> Records excerpted from a collection:
* * * * * * *
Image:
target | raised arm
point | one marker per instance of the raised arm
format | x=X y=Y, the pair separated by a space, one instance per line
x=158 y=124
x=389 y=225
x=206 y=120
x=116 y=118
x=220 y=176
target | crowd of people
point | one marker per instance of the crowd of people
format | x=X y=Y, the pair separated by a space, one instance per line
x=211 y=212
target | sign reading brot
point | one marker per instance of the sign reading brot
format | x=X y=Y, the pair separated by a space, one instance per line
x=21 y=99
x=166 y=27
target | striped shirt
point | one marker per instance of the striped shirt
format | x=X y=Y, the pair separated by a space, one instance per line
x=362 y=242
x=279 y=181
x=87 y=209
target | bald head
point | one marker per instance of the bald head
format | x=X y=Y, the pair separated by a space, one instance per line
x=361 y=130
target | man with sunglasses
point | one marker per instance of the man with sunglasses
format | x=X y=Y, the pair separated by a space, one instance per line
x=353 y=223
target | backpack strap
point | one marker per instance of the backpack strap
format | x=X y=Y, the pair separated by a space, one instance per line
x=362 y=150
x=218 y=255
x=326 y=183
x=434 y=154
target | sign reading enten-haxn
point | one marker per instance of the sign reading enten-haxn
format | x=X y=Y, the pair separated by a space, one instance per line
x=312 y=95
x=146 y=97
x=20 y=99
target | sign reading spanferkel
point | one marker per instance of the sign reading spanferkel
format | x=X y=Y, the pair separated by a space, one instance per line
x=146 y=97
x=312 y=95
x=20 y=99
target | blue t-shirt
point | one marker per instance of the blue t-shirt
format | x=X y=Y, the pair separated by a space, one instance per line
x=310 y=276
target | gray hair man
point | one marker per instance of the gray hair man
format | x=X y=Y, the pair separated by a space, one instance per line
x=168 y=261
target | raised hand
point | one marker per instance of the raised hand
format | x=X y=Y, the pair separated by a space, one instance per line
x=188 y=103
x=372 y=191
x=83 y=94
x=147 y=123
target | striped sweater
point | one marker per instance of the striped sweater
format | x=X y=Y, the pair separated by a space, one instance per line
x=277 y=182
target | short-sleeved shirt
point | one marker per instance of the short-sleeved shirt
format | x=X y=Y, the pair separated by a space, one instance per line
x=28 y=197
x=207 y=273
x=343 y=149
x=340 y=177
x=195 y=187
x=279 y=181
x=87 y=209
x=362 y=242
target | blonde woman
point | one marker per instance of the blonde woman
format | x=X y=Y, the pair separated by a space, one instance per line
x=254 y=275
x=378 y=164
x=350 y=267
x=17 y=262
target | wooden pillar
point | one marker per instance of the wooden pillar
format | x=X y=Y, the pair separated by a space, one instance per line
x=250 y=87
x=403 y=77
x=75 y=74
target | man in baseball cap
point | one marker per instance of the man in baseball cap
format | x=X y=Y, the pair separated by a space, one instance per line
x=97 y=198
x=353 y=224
* * * * * * *
> TASK TO COMPLETE: If a line comes after the one containing "point | one marker per instance of the blue", leave it out; set down every line of the data before it, and that line itself, exactly.

> YOUR SOLUTION:
Image:
target | raised arm
point | one marker per instance of the raised arm
format | x=X y=Y, the pair separated by a space, one instance per line
x=158 y=124
x=389 y=225
x=206 y=120
x=116 y=118
x=220 y=176
target | crowd of people
point | one marker per instance of the crowd of people
format | x=X y=Y, the pair separated by a space, one instance per line
x=211 y=212
target | sign reading brot
point | one marker per instance of the sign reading brot
format | x=X y=Y, the pair separated by a space, one instance per line
x=21 y=99
x=166 y=27
target | striped shirt
point | one marker per instance of the striped shirt
format | x=X y=Y, the pair separated by a space, one instance per line
x=362 y=242
x=279 y=181
x=87 y=209
target | bald head
point | one marker per instance of the bald head
format | x=X y=Y, the pair separated by a space, one instance per line
x=361 y=130
target | man with sunglasses
point | one marker per instance of the man with sunglasses
format | x=X y=Y, the pair separated by a space, one instance per line
x=353 y=223
target | backpack strap
point | one marker per instance of the backpack strap
format | x=X y=Y, the pair separated by a space, one instance per line
x=362 y=150
x=218 y=255
x=326 y=183
x=434 y=154
target | sign reading enten-haxn
point | one marker per instance of the sign reading enten-haxn
format | x=X y=Y, the pair separated by a space, one instance per line
x=312 y=95
x=146 y=97
x=20 y=99
target | sign reading spanferkel
point | one marker per instance of the sign reading spanferkel
format | x=X y=Y, the pair separated by a space, one instance per line
x=146 y=97
x=312 y=95
x=20 y=99
target | blue t-shirt
point | one marker per instance of the blue t-shirt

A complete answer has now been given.